Segment Start: Dataset records

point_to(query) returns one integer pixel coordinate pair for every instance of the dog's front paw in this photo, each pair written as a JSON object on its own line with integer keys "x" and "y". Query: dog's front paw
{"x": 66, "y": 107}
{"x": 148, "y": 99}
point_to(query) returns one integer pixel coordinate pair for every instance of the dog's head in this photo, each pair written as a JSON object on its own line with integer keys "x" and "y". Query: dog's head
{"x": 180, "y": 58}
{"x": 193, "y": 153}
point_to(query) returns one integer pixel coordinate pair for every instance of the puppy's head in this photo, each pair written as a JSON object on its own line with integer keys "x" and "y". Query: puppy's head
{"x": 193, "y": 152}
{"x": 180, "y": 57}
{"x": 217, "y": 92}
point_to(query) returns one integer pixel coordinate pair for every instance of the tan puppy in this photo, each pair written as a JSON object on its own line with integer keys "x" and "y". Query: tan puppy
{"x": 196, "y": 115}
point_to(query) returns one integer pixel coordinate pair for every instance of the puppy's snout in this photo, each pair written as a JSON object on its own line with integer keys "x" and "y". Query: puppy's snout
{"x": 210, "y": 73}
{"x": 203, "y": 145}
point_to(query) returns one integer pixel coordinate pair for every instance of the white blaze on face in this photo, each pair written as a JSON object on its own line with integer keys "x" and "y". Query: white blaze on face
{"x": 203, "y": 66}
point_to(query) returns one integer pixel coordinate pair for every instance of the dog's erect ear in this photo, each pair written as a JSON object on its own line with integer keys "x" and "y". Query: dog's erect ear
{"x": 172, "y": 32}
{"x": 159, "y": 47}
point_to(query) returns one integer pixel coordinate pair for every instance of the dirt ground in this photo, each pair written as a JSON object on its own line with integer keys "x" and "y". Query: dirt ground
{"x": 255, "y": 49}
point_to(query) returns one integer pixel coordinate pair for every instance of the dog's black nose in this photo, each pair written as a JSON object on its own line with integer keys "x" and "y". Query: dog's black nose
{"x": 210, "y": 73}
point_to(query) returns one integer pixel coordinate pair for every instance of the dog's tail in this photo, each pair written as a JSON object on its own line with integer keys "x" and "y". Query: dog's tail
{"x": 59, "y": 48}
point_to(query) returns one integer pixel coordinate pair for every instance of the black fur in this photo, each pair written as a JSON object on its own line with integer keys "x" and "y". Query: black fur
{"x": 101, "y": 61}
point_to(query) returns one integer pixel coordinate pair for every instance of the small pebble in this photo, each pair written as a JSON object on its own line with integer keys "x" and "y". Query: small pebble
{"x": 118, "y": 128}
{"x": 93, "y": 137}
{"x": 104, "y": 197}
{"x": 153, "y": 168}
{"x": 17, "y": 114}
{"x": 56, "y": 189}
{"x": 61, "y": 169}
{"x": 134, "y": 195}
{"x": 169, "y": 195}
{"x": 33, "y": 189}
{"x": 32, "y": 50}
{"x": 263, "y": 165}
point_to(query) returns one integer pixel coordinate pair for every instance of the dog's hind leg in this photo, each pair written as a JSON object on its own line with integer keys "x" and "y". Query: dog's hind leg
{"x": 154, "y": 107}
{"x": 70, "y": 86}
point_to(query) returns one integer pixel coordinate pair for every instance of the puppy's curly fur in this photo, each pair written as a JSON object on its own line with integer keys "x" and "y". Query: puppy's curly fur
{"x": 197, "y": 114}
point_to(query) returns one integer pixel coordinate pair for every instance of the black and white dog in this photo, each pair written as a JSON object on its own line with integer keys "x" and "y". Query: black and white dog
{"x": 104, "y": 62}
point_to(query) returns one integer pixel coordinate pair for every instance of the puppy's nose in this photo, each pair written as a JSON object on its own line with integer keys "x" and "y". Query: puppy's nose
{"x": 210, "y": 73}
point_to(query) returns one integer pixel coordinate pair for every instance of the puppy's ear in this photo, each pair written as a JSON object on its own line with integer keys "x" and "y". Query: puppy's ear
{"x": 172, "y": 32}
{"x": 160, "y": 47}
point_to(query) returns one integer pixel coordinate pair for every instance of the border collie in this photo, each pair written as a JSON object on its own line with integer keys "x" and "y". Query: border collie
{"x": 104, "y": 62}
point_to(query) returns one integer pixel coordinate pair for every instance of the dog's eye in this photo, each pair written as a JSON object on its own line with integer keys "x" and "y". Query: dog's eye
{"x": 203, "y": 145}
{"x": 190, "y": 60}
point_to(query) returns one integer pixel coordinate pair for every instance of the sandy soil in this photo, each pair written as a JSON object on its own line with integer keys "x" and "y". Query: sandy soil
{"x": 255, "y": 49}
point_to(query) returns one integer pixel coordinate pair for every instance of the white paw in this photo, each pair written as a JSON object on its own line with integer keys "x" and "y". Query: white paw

Segment End: Dataset records

_Work instructions_: A verbatim restatement of all the entries above is required.

_Response box_:
point_to(query) returns one integer pixel coordinate pair for every instance of the dog's front paw in this photo, each pair written as a JSON object on its own line with integer keys "x" and "y". Query: dog's front paw
{"x": 66, "y": 107}
{"x": 148, "y": 99}
point_to(query) returns one integer pixel coordinate pair for every instance of the dog's head in this photo, each pair written as a JSON object on its own line with integer keys "x" and "y". Query: dog's head
{"x": 180, "y": 58}
{"x": 193, "y": 153}
point_to(query) returns one integer pixel coordinate pair for every instance of the puppy's head in this photo, each pair written as a JSON object on its own line with integer keys "x" and "y". Query: puppy's head
{"x": 193, "y": 152}
{"x": 180, "y": 57}
{"x": 217, "y": 92}
point_to(query) returns one integer pixel coordinate pair for every instance of the tan puppy in this photo, each pair written as a JSON object on its own line with integer keys "x" and "y". Query: tan puppy
{"x": 196, "y": 115}
point_to(query) returns one integer pixel coordinate pair for every instance of the puppy's snout in this photo, each pair written as a JSON object on its own line with integer keys "x" and "y". Query: puppy's snout
{"x": 210, "y": 73}
{"x": 203, "y": 145}
point_to(query) returns one integer pixel coordinate pair for every instance of the white blaze on face in this photo, each pair written as a JSON object on its own line with integer keys "x" and "y". Query: white blaze on face
{"x": 203, "y": 66}
point_to(query) returns one integer pixel coordinate pair for every instance of the dog's erect ear in this photo, each pair written as a JSON object on its own line with integer keys "x" and "y". Query: dog's erect ear
{"x": 172, "y": 32}
{"x": 159, "y": 47}
point_to(query) returns one integer pixel coordinate pair for every instance of the dirt ground in this photo, each pair written as a JSON object on its own line with integer keys "x" and "y". Query: dirt ground
{"x": 255, "y": 49}
point_to(query) returns one integer pixel coordinate pair for every instance of the dog's black nose in this photo, each pair written as a JSON object on its own line with integer keys "x" and "y". Query: dog's black nose
{"x": 210, "y": 73}
point_to(query) returns one integer pixel coordinate pair for every instance of the dog's tail in this photo, each pair written as a JSON object on its own line with integer keys "x" and "y". Query: dog's tail
{"x": 59, "y": 48}
point_to(query) returns one integer pixel coordinate pair for every instance of the black fur in this photo, each pair written as a JSON object on its own line with integer keys "x" and "y". Query: black fur
{"x": 101, "y": 61}
point_to(query) returns one integer pixel coordinate pair for every instance of the small pebble in this photo, each pair written as a JSON object on its own line with integer keys "x" and "y". Query: small pebble
{"x": 118, "y": 128}
{"x": 93, "y": 137}
{"x": 104, "y": 197}
{"x": 153, "y": 168}
{"x": 17, "y": 114}
{"x": 56, "y": 189}
{"x": 61, "y": 169}
{"x": 134, "y": 195}
{"x": 169, "y": 195}
{"x": 33, "y": 189}
{"x": 32, "y": 50}
{"x": 263, "y": 165}
point_to(query) returns one integer pixel coordinate pair for every instance of the dog's hind leg in this photo, each pair written as a JSON object on its own line with integer keys "x" and "y". Query: dog's hind leg
{"x": 154, "y": 107}
{"x": 70, "y": 86}
point_to(query) returns one integer pixel coordinate pair for every instance of the puppy's curly fur in this photo, each pair written as a JSON object on its own line with integer keys "x" and "y". Query: puppy's curly fur
{"x": 197, "y": 114}
point_to(query) returns one integer pixel coordinate pair for every instance of the black and white dog in this photo, each pair written as a JSON object on its own line with integer keys "x" and "y". Query: black and white dog
{"x": 104, "y": 62}
point_to(query) returns one integer pixel coordinate pair for every instance of the puppy's nose in this photo, each pair written as a JSON object on its own line with integer keys "x" and "y". Query: puppy's nose
{"x": 210, "y": 73}
point_to(query) returns one integer pixel coordinate pair for every instance of the puppy's ear in this photo, each pair written as a JSON object on its own line with integer keys "x" and "y". Query: puppy's ear
{"x": 172, "y": 32}
{"x": 160, "y": 47}
point_to(query) returns one integer pixel coordinate pair for every instance of the border collie in this photo, each pair written as a JSON object on its own line with integer keys "x" and "y". Query: border collie
{"x": 104, "y": 62}
point_to(query) returns one integer pixel coordinate pair for every instance of the dog's eye in this photo, each pair written as a JSON object on its own line with integer keys "x" and "y". Query: dog's eye
{"x": 203, "y": 145}
{"x": 190, "y": 60}
point_to(query) returns one integer pixel coordinate pair for every instance of the sandy soil in this photo, each pair written as a JSON object on its own line with integer keys "x" and "y". Query: sandy soil
{"x": 255, "y": 49}
point_to(query) returns one integer pixel coordinate pair for every instance of the white paw in this photo, each pair written as a JSON object on its own line with integer keys "x" and "y". Query: white paw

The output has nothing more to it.